Exercise aim: Copy each line of the records that holds the string "rock".

== Material provided

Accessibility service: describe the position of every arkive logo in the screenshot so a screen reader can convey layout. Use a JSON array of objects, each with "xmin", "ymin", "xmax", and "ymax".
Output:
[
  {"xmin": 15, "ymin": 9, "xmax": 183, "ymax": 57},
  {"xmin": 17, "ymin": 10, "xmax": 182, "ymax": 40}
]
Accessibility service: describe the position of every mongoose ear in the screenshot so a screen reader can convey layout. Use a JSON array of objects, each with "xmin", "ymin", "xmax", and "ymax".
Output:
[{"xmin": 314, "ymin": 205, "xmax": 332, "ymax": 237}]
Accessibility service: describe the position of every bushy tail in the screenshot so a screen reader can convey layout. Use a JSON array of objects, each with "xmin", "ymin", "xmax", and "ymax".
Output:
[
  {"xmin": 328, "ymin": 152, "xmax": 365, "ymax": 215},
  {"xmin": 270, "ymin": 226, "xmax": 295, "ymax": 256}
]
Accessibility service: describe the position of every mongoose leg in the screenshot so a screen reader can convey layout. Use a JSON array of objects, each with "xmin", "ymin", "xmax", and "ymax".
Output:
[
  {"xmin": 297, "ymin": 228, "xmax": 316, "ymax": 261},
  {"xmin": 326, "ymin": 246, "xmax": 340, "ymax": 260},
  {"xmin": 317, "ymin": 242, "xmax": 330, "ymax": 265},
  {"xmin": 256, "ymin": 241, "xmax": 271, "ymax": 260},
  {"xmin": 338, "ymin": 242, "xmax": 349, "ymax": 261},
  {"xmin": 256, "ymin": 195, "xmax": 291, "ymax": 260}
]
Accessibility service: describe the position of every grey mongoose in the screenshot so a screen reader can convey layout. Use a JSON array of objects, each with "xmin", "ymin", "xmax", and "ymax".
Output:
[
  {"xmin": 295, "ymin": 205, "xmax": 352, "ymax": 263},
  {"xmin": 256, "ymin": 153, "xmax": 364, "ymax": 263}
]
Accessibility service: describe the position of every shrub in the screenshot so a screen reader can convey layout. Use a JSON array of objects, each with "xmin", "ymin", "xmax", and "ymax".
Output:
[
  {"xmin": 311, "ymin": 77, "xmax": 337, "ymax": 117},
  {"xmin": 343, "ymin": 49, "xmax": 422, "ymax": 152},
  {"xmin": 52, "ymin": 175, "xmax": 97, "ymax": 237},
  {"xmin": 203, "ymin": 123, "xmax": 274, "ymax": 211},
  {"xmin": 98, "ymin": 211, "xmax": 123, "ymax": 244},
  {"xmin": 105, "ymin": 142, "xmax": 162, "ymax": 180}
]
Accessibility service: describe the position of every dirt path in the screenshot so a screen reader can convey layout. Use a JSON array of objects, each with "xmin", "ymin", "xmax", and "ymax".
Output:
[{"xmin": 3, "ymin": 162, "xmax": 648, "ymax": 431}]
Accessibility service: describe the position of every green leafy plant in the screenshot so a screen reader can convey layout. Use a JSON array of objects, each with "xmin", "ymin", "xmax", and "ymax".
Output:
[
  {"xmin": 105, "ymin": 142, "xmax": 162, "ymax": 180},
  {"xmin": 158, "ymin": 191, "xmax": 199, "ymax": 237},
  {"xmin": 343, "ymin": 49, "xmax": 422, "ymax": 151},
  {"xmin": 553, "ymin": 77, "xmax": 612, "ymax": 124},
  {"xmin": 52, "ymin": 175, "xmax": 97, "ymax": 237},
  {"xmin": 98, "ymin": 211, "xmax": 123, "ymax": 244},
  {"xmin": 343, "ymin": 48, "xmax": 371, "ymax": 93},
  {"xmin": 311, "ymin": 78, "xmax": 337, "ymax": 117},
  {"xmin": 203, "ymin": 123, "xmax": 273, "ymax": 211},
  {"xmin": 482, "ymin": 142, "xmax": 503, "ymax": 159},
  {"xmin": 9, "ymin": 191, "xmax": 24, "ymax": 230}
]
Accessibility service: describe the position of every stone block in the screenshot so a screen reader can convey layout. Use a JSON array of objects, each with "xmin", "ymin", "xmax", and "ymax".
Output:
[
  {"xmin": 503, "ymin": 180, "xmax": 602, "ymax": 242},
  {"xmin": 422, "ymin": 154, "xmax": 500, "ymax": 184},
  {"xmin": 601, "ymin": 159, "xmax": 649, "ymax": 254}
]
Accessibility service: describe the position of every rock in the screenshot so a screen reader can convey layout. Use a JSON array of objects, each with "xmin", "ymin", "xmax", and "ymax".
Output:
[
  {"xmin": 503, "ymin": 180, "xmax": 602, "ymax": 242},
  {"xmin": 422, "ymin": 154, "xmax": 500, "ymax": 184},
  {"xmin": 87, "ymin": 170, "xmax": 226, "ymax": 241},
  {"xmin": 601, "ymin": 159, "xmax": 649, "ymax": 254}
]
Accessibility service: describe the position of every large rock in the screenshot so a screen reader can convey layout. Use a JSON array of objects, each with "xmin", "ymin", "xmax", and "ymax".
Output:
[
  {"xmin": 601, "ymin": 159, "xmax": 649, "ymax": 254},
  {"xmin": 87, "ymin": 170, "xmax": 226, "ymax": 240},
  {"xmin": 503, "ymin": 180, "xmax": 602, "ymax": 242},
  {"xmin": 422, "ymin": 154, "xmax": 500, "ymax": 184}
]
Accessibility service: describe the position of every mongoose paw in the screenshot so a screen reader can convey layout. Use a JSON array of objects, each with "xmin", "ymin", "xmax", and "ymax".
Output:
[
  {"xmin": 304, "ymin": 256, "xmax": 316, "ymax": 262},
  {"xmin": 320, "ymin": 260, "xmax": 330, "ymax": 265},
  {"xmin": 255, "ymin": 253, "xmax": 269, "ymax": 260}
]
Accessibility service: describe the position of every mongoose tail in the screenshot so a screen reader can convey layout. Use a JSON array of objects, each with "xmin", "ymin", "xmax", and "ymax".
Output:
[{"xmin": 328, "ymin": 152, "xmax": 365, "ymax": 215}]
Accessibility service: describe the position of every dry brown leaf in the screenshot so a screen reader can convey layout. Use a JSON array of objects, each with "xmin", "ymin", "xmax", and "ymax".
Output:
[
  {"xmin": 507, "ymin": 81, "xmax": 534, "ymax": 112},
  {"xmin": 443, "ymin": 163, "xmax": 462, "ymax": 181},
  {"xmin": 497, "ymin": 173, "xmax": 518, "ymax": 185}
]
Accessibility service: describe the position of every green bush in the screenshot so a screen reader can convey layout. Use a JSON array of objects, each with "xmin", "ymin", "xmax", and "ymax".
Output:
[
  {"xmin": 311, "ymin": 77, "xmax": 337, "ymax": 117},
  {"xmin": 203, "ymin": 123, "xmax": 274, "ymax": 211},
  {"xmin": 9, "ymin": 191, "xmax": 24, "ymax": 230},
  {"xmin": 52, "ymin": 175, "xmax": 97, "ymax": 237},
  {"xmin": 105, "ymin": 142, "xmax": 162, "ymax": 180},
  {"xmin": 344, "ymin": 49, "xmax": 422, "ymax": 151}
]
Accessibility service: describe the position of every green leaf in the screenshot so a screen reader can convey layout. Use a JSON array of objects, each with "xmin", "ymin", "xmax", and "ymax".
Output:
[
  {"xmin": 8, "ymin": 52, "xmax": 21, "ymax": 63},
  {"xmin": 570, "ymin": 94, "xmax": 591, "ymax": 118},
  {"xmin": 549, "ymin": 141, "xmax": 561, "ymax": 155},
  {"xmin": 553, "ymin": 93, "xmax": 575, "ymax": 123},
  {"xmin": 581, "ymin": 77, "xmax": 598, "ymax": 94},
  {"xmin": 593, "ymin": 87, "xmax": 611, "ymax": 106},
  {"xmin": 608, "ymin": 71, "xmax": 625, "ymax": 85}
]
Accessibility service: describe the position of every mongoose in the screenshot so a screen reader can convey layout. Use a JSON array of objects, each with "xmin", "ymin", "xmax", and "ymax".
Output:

====

Exercise output:
Accessibility service: describe the position of every rock in the screenshot so a screen reader can convey layout. Use a JSON array of objects, each with "xmin", "ymin", "xmax", and "ymax".
Accessibility service: describe the position of every large rock in the screenshot so a screen reader can convey layout. Use a JSON array of objects, each with "xmin", "ymin", "xmax", and "ymax".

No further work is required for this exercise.